GIVEN TEXT »
┌────────

For instance, if you sold a property for $1 million that had a $650,000 mortgage, you'd have to buy a property for $1 million or more with $650,000 or more in leverage.
Essentially, the steps for a 1031 exchange are:
- Sell an investment property;
- hand your capital gains to a qualified intermediary;
- identify a like-kind property with 45 days;
- negotiate with the seller of the like-kind property;
- agree on a sales price;
- have your intermediary wire the capital gains to the title holder or the title company;
- fill out the IRS form.
If you own a business, and you're thinking of investing in another one, you might also want to consider a 1031 Exchange.
Businesses usually include personal property like tangible and intangible assets, goodwill and real property (like real estate). Under a 1031 Exchange, real and personal property can be exchanged for like-kind properties. Goodwill cannot.
But a business could exchange commercial property for residential property, or vice-versa. Non-depreciable properties are not considered like-kind. Meaning a depreciable asset cannot be exchanged for something non-depreciable. Meaning it is easiest to sell and purchase a similar business with similar assets. As an example, two restaurants with similar properties and equipment would benefit likely from a 1031 exchange.
Examples of 1031 Exchanges
A couple purchases a small apartment building in California 10 years ago for $1.5 million. The couple puts $500,000 of their own money down, and takes out a mortgage for the $1 million.
After a number of years, the couple's adjusted basis in the property may show the purchase price, the acquisition cost (such as title insurance) of $10,000, plus capital improvements (such as a new roof) of $65,000, minus the depreciation over the time they've owned the property of $400,000. Without taking into account deferred capital gains, the property's adjusted tax basis at sale would be: $1.175 million.
The couple decides to sell their property. They think they could price it at $2.85 million, less closing costs on relinquished property of about $50,000, making the net selling price $2.8 million. Subtract from that the adjusted tax basis of $1.175 million, and the realized gain on the sale would be $1.625 million.
But that is different from the net cash received. For that, take the sale price of $2.85 million; subtract about $800,000 paid down on the mortgage, and the closing costs on relinquished property, and the net cash received at the sale would be $2 million.
Now, the couple needed to estimate their tax liability from the sale. Assuming a realized gain of $1.625 million on the sale, they'd have to estimate their Capital Gains tax on the sale of about 20%, or $245,000; the federal tax on Depreciation Recapture of 25%, or $100,000; the Affordable Care Act tax surtax of 3.8%, or $61,750; and the California State Capital Gains Tax of 12.3%, or $199,875, resulting in an effective tax rate of 37.3%, or $606,625.
By using a 1031 Exchange strategy, the couple may be able to defer their 37.3% liability in taxes and keep all their profit from the sale. With the 1031 Exchange, they have $2 million in equity available to reinvest after the sale, instead of $1,393,375 ($2 million minus the taxes paid of $606,625).

└────────

INFORMATION PROVIDED »
┌────────

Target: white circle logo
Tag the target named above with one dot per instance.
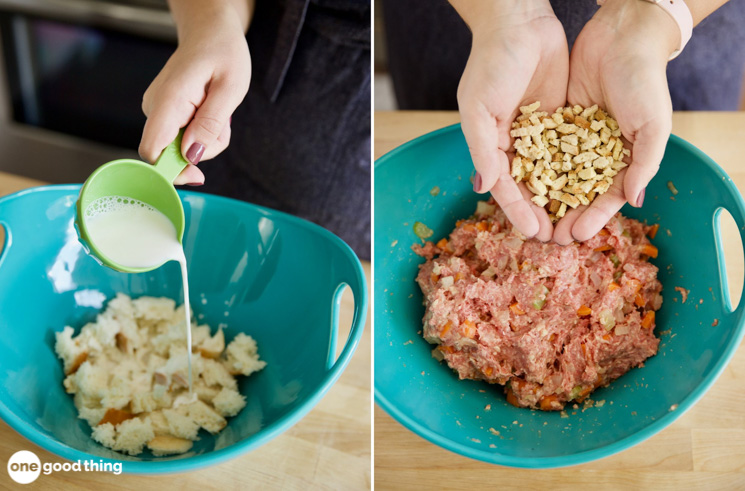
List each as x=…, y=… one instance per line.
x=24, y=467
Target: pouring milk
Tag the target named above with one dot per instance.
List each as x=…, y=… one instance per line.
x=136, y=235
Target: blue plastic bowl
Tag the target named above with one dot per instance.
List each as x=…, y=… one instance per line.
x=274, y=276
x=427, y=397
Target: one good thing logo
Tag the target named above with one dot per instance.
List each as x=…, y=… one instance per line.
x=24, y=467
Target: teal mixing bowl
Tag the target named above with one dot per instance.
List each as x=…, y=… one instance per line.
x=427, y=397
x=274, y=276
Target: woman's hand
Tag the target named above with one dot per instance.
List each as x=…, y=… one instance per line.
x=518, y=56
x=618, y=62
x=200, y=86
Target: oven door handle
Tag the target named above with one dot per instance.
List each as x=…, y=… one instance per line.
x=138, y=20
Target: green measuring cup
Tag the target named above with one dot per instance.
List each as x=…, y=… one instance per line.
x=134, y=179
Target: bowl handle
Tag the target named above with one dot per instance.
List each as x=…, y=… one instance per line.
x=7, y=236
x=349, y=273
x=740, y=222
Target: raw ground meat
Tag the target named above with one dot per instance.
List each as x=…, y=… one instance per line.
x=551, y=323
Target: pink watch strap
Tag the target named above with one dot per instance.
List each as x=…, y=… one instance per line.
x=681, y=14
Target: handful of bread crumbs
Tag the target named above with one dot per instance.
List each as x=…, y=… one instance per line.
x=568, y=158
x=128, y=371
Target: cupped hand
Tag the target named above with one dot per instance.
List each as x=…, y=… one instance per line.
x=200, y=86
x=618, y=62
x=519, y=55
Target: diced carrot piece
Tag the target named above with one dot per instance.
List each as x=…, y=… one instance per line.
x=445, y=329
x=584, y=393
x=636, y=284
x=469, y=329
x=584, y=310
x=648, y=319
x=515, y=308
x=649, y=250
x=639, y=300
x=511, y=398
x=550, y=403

└────────

Condense the paragraph of the 1031 exchange text that begins "But a business could exchange" into a short bulleted list that keeps its main facts.

- A business can exchange commercial property for residential property, or the reverse.
- Non-depreciable properties are not like-kind, so a depreciable asset cannot be exchanged for a non-depreciable one.
- The easiest route is to sell and buy a similar business with similar assets.
- For example, two restaurants with similar properties and equipment would likely benefit from a 1031 exchange.